WORK REQUIRED:
Rewrite the part of the material that opens with the line containing "target | building wall" and closes at the end of the material, changing every "put a dot on each instance" to "place a point on every instance" and leaving everything else unchanged.

_ _ _ _

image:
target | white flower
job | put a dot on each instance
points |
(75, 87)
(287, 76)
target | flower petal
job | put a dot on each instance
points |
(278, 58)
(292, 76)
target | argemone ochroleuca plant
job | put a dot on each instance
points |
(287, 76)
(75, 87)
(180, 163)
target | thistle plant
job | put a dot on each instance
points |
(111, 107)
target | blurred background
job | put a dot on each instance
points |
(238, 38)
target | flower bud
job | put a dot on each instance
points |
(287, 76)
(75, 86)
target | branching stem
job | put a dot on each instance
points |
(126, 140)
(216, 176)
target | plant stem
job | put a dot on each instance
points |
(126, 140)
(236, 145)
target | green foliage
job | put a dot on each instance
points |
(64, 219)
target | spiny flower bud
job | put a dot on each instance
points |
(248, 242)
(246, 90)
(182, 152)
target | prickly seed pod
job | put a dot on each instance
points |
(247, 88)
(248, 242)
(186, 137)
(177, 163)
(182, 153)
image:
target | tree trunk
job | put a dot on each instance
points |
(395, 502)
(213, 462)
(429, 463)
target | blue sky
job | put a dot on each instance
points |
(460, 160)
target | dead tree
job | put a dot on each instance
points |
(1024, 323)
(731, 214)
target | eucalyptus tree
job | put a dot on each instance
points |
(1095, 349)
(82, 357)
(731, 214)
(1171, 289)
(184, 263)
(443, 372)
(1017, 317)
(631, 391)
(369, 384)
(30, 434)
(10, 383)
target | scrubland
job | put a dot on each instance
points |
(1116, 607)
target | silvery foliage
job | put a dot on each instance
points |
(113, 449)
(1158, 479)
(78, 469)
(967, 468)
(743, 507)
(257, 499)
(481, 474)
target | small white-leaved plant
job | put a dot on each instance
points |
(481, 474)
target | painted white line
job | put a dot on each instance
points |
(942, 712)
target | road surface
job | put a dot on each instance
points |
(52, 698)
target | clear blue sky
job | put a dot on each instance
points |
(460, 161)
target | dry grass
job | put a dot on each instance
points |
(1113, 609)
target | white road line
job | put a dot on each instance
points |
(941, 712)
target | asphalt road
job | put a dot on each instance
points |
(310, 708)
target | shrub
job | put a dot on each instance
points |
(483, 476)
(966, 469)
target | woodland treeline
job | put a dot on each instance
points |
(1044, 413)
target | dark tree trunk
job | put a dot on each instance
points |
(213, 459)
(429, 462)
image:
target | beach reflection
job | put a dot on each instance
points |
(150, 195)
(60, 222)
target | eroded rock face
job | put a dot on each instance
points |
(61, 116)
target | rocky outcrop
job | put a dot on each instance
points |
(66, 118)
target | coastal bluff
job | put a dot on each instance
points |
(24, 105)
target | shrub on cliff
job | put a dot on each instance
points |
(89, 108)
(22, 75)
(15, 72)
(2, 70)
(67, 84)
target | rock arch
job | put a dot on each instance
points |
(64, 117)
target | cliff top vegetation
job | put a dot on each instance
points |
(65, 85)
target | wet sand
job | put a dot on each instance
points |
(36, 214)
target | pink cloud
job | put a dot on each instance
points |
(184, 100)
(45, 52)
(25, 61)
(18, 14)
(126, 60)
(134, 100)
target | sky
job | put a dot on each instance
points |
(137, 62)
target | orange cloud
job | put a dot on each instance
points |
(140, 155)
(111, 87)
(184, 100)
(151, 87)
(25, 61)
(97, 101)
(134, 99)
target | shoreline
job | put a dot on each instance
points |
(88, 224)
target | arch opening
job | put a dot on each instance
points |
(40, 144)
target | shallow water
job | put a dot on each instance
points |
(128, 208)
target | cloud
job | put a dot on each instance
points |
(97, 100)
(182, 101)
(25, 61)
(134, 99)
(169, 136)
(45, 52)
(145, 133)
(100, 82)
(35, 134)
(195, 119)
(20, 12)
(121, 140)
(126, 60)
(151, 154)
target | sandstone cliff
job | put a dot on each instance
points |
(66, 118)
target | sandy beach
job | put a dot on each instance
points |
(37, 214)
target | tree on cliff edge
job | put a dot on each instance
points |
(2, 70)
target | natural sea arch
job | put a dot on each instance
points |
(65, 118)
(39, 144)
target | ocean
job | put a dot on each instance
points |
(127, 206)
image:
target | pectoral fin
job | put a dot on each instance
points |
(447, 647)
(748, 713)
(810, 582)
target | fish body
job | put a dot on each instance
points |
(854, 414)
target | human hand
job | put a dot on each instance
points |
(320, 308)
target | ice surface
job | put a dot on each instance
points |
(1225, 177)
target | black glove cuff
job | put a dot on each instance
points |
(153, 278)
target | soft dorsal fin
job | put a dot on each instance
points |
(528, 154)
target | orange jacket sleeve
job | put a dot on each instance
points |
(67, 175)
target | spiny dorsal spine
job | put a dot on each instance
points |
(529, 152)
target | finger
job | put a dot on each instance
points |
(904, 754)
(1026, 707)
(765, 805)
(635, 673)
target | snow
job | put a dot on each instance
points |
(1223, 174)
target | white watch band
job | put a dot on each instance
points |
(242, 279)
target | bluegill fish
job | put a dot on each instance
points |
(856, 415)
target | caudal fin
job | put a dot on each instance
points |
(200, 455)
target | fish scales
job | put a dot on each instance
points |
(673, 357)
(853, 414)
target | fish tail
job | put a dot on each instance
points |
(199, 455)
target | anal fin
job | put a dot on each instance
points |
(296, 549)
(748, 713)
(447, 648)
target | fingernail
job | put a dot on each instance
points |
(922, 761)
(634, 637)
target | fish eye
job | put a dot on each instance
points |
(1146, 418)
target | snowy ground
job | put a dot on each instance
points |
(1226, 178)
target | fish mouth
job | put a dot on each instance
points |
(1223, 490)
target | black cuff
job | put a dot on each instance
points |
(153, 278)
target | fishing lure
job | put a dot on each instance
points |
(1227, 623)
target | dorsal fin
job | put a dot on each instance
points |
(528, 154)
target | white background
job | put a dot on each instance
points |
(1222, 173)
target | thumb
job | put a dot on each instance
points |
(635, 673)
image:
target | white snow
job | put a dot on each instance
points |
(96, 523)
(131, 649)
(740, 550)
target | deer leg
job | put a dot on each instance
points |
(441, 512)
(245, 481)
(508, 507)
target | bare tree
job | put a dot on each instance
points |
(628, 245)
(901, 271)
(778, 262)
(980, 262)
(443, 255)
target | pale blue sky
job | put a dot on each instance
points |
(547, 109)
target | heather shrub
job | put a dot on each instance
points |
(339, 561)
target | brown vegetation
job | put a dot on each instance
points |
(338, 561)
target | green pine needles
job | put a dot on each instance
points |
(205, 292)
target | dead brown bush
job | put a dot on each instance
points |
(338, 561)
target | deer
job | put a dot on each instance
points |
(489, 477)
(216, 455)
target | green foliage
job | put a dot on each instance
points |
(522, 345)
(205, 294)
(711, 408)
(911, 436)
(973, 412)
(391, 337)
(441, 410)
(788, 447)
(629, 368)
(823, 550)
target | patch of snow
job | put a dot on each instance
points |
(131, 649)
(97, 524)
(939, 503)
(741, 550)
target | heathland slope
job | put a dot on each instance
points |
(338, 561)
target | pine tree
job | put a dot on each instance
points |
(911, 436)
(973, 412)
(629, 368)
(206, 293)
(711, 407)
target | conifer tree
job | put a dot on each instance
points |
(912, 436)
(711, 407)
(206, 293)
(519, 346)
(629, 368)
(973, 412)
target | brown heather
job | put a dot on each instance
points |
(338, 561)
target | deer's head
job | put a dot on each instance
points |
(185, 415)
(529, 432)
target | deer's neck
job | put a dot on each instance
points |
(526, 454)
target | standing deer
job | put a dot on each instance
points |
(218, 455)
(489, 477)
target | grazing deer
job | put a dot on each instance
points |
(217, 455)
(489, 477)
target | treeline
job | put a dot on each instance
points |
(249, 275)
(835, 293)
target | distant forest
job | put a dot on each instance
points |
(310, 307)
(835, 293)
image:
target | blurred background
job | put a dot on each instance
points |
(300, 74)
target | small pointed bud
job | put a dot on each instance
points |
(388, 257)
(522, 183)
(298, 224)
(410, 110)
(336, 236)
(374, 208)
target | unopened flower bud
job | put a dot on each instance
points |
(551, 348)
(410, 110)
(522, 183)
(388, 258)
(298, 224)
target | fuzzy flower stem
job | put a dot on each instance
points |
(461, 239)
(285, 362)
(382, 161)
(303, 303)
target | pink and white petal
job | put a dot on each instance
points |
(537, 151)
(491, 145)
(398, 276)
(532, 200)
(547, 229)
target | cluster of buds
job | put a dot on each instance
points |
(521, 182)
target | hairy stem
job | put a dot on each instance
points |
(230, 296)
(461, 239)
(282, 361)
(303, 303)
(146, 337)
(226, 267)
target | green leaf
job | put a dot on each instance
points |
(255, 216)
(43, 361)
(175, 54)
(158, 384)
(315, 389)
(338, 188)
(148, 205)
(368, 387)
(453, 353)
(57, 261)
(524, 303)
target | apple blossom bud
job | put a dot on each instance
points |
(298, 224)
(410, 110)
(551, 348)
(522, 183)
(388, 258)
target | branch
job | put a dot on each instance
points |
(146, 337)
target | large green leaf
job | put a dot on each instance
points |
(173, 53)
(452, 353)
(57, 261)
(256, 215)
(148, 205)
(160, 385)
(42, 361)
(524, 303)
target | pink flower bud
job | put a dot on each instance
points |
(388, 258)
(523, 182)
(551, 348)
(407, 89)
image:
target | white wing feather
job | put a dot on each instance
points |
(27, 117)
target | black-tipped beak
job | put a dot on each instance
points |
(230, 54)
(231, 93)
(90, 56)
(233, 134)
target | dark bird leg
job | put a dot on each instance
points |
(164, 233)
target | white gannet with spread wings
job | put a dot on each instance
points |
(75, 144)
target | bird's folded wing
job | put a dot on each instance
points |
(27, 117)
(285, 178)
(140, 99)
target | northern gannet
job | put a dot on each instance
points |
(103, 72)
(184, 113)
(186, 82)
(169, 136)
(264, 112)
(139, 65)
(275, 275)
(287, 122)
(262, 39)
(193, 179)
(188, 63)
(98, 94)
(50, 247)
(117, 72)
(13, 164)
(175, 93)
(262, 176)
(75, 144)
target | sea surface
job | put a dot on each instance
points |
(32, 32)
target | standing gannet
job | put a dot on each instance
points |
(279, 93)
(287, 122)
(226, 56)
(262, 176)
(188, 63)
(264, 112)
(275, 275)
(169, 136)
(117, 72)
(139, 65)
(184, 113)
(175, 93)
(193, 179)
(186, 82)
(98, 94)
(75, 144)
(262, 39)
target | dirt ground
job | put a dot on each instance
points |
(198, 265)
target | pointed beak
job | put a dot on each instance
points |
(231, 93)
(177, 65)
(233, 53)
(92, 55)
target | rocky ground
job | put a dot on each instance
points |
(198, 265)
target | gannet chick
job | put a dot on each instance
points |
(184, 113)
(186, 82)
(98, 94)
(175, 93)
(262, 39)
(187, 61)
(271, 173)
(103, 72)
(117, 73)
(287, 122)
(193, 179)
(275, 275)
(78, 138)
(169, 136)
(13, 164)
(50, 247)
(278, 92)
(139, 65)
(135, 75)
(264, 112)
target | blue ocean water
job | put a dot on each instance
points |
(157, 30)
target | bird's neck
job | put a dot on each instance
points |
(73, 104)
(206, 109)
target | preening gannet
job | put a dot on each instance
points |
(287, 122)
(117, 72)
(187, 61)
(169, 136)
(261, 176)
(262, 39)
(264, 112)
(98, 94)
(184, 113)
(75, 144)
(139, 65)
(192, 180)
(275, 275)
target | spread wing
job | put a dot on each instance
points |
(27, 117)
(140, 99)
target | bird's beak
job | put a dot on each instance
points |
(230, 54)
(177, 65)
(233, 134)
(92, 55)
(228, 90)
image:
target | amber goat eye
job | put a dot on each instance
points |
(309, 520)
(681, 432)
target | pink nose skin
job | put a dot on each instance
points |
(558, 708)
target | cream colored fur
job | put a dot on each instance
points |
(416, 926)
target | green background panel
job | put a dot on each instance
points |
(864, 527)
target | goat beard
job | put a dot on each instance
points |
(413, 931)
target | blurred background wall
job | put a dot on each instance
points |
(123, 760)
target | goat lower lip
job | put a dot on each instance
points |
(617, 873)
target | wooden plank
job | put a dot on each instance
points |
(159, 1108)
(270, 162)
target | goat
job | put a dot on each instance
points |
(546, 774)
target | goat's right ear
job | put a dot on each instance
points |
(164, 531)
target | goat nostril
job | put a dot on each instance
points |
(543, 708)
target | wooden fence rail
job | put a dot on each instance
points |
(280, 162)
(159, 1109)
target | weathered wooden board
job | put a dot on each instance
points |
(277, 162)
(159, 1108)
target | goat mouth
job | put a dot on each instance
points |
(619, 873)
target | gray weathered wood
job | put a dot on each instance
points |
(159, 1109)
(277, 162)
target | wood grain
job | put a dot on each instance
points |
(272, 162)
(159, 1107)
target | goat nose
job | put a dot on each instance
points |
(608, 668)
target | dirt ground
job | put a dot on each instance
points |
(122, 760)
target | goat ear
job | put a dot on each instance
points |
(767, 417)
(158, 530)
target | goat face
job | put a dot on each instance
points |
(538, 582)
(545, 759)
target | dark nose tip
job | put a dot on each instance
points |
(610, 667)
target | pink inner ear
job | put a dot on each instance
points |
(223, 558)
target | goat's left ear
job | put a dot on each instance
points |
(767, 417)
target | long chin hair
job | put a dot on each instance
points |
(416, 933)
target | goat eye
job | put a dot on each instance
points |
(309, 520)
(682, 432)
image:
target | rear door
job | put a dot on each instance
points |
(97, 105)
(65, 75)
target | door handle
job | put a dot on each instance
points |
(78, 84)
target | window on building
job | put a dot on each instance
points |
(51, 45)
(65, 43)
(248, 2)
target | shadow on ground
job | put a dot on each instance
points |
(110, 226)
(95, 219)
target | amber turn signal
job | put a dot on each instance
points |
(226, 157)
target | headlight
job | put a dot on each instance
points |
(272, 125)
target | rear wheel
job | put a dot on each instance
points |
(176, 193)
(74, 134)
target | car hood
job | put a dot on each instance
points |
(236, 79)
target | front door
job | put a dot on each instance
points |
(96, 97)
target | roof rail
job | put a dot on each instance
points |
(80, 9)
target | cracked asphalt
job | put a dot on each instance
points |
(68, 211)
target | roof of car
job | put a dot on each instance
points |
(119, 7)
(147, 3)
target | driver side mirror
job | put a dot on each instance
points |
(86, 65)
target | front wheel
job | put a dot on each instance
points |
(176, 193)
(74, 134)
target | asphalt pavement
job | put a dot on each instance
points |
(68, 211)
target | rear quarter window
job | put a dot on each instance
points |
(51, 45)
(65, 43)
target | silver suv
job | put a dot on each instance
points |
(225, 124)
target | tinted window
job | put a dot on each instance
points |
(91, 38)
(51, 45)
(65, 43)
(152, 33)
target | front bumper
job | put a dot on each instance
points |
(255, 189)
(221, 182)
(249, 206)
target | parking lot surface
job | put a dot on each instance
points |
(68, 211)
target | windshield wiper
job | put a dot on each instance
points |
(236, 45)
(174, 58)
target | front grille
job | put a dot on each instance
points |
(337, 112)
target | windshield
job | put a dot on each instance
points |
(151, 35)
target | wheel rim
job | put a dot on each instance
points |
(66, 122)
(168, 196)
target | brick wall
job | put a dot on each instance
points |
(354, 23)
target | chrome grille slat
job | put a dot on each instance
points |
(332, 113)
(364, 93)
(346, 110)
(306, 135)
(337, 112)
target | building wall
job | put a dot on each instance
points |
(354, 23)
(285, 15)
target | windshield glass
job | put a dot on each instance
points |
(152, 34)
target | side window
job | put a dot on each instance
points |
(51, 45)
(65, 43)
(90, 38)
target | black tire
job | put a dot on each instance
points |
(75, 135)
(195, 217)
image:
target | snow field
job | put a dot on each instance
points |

_ _ _ _

THE RESULT:
target | building wall
job | place a point on every instance
points |
(354, 23)
(285, 15)
target | windshield glass
job | place a point on every instance
points |
(152, 34)
target | side window
job | place a point on every instance
points |
(51, 45)
(65, 43)
(90, 38)
target | black tire
job | place a point on every instance
points |
(75, 135)
(195, 217)
image:
target | snow field
job | place a point on every instance
points |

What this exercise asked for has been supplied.